Your objective: Each line from the one containing "of the gray" through the end of the data is to be written out exactly, and nothing more.

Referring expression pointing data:
┏━━
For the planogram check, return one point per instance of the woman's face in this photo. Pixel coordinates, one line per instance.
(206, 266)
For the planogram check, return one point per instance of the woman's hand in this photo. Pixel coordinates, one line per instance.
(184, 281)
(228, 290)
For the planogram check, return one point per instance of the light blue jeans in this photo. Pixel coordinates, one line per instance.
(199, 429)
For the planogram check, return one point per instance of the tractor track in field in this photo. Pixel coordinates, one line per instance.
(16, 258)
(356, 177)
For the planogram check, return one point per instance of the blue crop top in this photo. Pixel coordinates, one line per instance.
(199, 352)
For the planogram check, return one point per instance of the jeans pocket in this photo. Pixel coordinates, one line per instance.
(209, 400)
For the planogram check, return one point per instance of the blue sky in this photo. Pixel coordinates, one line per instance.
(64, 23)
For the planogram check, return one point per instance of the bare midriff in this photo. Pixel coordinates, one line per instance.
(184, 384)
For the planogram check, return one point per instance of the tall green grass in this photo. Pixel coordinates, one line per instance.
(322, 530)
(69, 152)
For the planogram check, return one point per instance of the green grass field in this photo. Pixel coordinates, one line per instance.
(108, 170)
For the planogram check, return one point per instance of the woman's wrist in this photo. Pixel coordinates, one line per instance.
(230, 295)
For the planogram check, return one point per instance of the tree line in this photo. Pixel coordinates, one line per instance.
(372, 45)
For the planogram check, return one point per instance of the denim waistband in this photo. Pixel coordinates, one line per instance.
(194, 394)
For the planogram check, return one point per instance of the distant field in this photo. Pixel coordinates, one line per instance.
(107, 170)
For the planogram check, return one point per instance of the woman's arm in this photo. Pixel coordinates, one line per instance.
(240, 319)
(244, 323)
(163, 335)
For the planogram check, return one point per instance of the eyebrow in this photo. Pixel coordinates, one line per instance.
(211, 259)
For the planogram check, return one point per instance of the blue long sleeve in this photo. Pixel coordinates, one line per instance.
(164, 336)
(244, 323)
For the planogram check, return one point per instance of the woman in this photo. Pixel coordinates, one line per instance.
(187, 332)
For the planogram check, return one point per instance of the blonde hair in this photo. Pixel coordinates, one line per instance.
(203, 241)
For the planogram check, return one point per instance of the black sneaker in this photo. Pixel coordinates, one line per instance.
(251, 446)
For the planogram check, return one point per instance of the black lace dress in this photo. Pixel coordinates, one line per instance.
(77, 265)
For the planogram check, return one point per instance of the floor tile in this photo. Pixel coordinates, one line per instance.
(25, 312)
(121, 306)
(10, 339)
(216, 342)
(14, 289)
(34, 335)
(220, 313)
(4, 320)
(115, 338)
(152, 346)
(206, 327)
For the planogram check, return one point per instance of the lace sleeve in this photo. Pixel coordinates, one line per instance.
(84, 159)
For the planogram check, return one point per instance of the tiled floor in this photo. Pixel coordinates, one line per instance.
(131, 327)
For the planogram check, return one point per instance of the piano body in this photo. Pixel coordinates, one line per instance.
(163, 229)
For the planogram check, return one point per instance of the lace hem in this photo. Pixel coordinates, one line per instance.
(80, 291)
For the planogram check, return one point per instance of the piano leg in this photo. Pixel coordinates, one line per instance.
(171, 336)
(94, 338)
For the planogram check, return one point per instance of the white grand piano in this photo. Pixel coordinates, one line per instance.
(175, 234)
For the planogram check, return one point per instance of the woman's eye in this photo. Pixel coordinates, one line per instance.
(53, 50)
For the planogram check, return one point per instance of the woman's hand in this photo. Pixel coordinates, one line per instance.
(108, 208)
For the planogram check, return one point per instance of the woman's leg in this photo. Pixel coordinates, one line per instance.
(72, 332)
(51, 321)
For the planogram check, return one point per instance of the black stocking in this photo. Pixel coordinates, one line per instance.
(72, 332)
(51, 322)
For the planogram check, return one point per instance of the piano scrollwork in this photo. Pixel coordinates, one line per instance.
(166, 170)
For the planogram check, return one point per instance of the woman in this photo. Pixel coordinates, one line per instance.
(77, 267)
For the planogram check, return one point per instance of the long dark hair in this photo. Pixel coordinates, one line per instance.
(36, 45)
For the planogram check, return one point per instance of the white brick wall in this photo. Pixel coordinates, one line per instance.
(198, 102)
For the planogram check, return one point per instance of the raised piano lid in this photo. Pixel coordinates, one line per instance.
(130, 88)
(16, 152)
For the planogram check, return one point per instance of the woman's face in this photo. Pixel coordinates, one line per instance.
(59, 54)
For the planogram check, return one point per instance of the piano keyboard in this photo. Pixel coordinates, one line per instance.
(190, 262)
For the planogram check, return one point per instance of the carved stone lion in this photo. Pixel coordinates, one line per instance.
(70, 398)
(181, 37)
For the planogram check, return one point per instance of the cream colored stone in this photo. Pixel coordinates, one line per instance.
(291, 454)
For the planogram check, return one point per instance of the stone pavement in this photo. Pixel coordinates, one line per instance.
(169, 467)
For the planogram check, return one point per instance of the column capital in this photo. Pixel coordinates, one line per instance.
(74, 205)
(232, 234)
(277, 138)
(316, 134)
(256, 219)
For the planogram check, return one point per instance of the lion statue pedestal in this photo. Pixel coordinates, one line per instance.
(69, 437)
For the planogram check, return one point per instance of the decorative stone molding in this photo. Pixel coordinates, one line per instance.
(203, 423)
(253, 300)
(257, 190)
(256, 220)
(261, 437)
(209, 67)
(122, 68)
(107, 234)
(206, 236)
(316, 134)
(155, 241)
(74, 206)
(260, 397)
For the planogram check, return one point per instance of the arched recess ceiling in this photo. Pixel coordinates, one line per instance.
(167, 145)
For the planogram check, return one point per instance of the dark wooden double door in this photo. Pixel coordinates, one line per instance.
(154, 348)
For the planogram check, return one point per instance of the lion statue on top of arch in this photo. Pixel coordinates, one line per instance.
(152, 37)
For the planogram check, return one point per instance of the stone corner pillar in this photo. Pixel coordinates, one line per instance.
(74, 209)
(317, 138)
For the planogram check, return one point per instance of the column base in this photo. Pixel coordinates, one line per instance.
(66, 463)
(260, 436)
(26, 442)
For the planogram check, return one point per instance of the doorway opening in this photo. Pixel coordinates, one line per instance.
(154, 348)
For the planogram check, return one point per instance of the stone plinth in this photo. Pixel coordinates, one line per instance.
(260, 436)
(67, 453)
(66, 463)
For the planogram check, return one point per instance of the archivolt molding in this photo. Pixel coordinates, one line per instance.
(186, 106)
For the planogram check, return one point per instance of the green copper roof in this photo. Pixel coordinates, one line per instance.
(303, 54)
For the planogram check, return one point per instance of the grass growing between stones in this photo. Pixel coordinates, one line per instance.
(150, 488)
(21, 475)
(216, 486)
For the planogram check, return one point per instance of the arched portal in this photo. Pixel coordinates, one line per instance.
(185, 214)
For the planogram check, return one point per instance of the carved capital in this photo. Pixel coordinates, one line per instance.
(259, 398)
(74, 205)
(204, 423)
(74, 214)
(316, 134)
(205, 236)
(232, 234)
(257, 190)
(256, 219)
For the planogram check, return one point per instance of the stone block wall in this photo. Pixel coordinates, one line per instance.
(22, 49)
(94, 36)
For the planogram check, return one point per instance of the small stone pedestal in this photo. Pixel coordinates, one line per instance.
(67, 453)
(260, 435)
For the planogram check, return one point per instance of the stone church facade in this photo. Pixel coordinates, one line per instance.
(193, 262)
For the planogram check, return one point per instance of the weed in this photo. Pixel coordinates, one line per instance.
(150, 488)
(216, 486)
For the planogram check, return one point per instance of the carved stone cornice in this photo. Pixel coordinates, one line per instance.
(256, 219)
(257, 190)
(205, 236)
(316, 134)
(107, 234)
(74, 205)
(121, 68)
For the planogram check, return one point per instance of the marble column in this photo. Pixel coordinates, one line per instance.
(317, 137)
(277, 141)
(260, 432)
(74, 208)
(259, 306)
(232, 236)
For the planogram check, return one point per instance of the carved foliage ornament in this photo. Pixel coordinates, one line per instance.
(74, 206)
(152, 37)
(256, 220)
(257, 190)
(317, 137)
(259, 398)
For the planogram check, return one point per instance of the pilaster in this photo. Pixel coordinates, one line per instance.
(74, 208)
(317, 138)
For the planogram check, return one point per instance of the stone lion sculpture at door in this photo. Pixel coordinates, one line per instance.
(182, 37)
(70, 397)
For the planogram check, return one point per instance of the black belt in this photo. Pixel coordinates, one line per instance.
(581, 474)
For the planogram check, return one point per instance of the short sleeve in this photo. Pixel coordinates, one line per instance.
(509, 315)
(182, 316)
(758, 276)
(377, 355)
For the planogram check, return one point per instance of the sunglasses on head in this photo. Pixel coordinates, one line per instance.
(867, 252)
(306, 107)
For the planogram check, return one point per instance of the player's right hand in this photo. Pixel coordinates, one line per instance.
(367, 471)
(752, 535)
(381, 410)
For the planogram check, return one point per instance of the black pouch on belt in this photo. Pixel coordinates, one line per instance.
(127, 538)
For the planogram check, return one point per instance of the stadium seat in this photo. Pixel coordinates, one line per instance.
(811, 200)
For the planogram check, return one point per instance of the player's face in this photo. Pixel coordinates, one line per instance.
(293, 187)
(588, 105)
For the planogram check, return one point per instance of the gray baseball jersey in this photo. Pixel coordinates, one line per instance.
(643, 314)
┗━━
Written response:
For the planogram check, return one point per instance of the gray baseball jersey in this photo. Pixel coordinates, one line per instance.
(643, 314)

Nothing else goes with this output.